--- START OF DATA TO USE ---

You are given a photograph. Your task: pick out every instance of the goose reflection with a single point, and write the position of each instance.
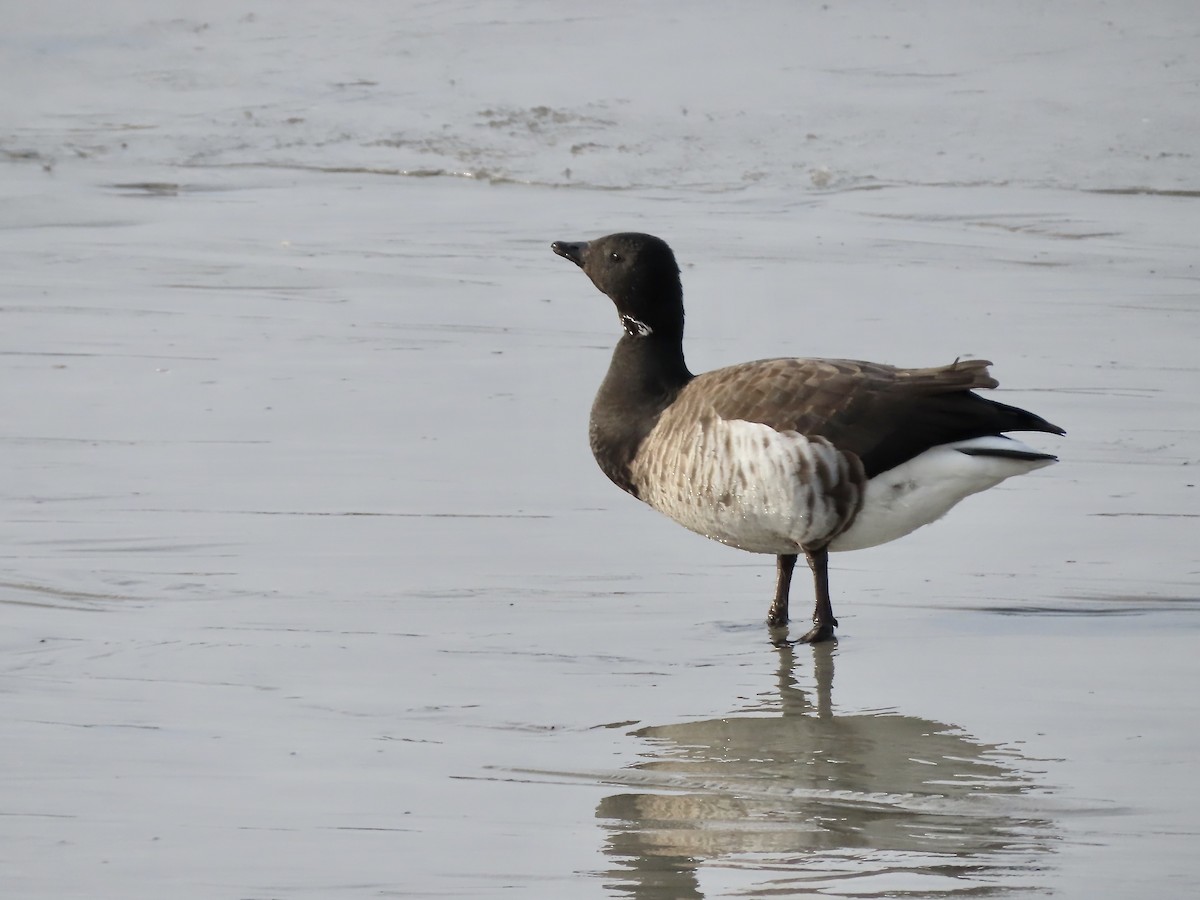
(817, 803)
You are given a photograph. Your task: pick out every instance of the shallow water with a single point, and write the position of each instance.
(311, 587)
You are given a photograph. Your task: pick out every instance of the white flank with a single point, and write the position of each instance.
(925, 487)
(739, 483)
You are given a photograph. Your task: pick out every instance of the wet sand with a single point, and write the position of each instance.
(312, 588)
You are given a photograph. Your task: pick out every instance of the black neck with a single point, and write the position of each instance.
(645, 377)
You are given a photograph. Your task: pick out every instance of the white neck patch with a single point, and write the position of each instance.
(636, 327)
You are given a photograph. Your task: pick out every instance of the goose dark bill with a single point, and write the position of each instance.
(785, 456)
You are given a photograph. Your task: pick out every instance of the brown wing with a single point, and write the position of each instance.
(880, 413)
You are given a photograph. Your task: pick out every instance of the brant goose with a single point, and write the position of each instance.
(785, 456)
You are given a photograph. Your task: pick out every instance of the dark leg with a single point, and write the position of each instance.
(777, 617)
(823, 623)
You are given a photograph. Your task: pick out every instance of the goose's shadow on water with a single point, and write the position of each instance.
(864, 804)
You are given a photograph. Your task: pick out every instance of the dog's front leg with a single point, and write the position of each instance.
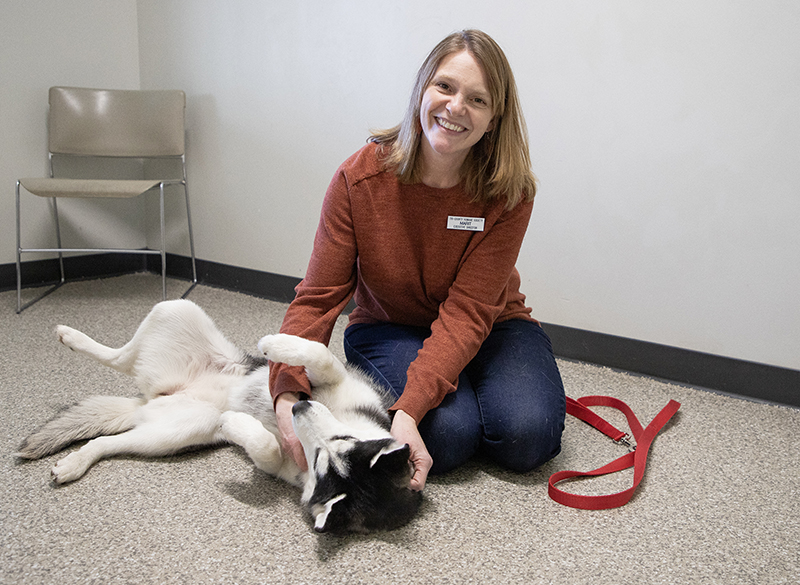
(261, 446)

--- END OF DATA TO USE ---

▶ **AIM**
Reproduce all the rows above, renaming "photograph" to "image" wherever it occurs and keeping everything else unchanged. Leave the pictures out.

▶ **SOLUTION FOR THIS PROBLEM**
You are given a image. Your task: pick out every instance of the goose reflection with a single point, and write the position of each instance.
(817, 803)
You are given a image. Your task: pick out every instance of the shallow water with a single point, and write the position of each instance.
(311, 587)
You are given a image. Your task: pick out every instance of the white flank with a single point, and write the position of each instance.
(925, 487)
(739, 483)
You are given a image. Your task: pick out every instance of the wet sand with a single point, and write the position of each instance.
(312, 588)
You are given a image. Your task: pick out every instance of the black neck with a single point, and write the position of each instance.
(645, 377)
You are given a image. Your task: pick out every instance of the white neck patch with a single point, and write the position of each instance.
(636, 327)
You are given a image. Your task: pick out every instance of the goose dark bill with a single point, and write the position of each instance.
(785, 456)
You are given a image. Your task: pick out every instance of the brown wing with a single point, and write the position of each instance.
(880, 413)
You are given a image. Your task: pick out every instance of the brant goose with a single point, and write the position of each instance.
(785, 456)
You are given a image. Your task: pick out every instance of the dark leg with a single point, and write the position of each instance.
(777, 617)
(823, 623)
You are given a image. Your task: pick out every instance of the goose's shadow on water with a single point, and write the position of each instance.
(864, 804)
You are given a image. Your task: pick out every instance of the dog's front leg with a single point, and write the position of each instance.
(261, 446)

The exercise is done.